**The problem:** Rewrite the material from the line containing "task: segment every instance of the **bridge shadow**" through the end of the material, replacing "bridge shadow" with "shadow beneath the bridge" and leaving everything else unchanged.

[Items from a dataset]
* * *
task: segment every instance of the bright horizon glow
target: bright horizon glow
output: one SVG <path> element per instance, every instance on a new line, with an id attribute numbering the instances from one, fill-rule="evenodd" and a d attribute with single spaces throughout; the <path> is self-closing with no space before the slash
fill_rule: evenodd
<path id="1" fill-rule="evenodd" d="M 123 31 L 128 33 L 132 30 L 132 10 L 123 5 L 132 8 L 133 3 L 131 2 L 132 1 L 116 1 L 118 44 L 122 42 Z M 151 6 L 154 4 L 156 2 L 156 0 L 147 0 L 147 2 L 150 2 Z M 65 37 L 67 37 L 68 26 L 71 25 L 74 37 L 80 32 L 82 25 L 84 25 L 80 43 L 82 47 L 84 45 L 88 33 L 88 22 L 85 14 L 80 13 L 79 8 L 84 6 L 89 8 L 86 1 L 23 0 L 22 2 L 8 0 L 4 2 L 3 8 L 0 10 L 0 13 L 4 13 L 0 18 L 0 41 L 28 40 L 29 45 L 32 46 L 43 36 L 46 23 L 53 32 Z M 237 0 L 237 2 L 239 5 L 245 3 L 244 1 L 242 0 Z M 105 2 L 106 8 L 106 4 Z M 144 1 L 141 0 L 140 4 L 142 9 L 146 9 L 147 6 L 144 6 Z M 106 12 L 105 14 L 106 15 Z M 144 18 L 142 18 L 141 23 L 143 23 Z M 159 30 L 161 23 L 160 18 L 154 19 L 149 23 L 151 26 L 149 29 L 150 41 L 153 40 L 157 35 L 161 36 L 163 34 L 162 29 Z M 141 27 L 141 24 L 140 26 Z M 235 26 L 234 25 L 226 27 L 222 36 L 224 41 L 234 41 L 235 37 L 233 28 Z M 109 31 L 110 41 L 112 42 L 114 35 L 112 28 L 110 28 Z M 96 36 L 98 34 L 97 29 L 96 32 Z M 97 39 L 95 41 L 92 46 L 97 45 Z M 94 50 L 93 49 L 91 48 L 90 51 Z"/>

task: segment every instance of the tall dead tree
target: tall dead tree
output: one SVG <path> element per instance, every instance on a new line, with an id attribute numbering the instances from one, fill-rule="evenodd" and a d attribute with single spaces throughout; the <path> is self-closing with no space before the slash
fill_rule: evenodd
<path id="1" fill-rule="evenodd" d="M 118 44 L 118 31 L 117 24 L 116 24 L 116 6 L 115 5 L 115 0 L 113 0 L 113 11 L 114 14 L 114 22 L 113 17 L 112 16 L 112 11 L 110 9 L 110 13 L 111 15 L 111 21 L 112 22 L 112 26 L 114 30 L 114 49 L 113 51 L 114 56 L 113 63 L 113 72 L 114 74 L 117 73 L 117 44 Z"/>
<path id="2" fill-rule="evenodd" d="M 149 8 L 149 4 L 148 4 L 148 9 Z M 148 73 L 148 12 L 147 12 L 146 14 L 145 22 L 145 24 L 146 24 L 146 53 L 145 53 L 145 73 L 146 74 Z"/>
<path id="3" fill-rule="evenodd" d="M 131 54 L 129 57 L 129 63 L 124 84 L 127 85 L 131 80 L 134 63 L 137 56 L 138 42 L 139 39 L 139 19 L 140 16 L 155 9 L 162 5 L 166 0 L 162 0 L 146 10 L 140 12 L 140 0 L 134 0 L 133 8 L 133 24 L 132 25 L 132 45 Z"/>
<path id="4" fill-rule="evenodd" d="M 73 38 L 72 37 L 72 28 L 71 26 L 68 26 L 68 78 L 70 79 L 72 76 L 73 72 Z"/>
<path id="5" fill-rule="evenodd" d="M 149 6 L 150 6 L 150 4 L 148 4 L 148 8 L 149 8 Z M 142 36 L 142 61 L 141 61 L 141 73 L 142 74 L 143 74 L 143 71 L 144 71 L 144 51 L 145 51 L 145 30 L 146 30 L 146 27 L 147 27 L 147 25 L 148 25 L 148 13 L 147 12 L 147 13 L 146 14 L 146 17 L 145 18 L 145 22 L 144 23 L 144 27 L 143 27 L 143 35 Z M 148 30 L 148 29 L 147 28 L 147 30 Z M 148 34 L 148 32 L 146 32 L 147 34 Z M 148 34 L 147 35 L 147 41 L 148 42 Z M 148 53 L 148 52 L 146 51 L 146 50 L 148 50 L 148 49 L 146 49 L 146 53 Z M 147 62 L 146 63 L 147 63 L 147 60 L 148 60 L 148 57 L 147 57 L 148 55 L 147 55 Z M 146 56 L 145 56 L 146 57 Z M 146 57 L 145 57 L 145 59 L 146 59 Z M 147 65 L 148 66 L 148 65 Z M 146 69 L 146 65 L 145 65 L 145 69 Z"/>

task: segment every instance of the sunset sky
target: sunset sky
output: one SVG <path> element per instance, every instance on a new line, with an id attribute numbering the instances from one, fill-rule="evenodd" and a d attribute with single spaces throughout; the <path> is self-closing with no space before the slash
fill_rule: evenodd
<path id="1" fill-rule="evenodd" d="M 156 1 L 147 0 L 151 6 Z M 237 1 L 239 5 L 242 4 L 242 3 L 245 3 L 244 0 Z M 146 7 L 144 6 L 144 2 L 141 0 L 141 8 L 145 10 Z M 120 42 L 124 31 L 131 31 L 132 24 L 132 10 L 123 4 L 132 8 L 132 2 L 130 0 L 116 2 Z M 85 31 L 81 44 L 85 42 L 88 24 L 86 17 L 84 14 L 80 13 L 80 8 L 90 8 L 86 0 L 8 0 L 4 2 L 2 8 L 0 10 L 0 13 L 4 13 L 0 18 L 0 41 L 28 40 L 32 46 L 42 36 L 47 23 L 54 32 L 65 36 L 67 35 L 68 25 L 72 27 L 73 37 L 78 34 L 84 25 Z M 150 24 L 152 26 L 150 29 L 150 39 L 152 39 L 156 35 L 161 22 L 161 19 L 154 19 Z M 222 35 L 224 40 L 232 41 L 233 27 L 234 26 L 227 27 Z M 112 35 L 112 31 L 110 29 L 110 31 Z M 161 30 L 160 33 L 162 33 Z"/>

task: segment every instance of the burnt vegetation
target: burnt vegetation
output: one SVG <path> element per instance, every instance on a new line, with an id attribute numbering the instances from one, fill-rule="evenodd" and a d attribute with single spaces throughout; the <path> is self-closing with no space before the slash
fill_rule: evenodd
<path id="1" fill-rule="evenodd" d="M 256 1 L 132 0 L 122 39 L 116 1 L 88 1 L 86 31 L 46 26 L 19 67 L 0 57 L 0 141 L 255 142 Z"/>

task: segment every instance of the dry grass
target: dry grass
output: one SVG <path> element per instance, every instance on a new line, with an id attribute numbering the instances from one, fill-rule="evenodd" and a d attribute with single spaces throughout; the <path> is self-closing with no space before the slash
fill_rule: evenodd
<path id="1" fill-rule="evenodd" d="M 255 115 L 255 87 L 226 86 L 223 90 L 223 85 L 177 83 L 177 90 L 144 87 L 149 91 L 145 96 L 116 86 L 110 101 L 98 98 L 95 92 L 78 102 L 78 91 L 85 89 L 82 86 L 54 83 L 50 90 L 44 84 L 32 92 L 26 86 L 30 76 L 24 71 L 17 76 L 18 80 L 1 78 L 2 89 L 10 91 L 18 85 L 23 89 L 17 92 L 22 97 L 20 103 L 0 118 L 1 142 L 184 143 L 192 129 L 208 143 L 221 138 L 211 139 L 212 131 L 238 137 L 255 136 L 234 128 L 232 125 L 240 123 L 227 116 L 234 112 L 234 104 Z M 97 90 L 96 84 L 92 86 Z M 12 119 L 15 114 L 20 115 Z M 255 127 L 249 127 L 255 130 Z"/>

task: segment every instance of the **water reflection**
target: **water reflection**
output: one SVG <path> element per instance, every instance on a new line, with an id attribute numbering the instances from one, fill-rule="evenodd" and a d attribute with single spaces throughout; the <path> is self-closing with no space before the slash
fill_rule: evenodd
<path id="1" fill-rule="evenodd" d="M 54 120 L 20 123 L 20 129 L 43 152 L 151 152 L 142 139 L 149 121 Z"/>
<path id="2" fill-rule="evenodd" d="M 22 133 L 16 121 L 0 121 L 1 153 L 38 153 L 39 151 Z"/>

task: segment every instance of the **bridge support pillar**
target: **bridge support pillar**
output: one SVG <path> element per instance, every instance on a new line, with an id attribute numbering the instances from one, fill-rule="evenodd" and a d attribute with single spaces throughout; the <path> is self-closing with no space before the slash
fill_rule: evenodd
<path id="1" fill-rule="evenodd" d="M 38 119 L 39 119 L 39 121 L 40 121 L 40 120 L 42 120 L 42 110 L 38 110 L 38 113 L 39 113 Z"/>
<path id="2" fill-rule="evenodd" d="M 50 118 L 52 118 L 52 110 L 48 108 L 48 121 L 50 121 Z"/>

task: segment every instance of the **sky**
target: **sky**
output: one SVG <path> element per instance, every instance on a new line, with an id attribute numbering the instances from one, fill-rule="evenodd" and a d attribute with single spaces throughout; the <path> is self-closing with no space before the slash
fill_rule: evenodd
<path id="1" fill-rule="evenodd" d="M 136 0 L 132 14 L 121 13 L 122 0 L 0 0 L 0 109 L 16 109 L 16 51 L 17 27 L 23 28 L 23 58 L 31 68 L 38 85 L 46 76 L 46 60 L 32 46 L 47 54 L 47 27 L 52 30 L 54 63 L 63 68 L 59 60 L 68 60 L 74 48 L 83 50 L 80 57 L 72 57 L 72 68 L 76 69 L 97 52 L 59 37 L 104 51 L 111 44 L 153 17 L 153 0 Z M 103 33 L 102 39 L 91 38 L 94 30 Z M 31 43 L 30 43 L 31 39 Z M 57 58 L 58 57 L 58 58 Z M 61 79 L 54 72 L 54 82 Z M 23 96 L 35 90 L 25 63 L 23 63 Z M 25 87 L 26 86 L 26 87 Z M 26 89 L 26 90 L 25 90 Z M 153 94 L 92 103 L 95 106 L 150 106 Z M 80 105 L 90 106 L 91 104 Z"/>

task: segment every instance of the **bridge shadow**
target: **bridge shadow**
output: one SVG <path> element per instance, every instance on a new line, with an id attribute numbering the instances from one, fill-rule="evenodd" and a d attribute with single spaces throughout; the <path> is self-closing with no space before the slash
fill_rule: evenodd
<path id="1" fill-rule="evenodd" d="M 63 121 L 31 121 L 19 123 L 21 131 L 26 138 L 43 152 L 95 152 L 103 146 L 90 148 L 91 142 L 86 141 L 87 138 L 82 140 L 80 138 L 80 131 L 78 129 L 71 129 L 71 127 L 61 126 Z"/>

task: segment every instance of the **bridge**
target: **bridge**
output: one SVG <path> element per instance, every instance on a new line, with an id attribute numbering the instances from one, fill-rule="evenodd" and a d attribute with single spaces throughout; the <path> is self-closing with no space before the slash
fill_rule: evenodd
* * *
**Result for this exercise:**
task: segment every instance of the **shadow beneath the bridge**
target: **shadow beneath the bridge**
output: one SVG <path> element per instance, every instance on a new line, with an id attribute numbering the instances from one, fill-rule="evenodd" and a d attribute with single spaces throughout; the <path> is self-closing with no space before the slash
fill_rule: evenodd
<path id="1" fill-rule="evenodd" d="M 63 121 L 31 121 L 19 123 L 21 131 L 26 138 L 43 152 L 95 152 L 103 146 L 90 148 L 91 142 L 86 141 L 87 138 L 82 140 L 80 138 L 80 131 L 78 129 L 71 129 L 71 127 L 61 126 Z"/>

task: segment every instance of the **bridge**
target: **bridge**
output: one SVG <path> element per instance, every instance on a new line, with an id attribute numbering the instances from one, fill-rule="evenodd" and a d attribute with single spaces throughout; the <path> is self-closing with no space before the slash
fill_rule: evenodd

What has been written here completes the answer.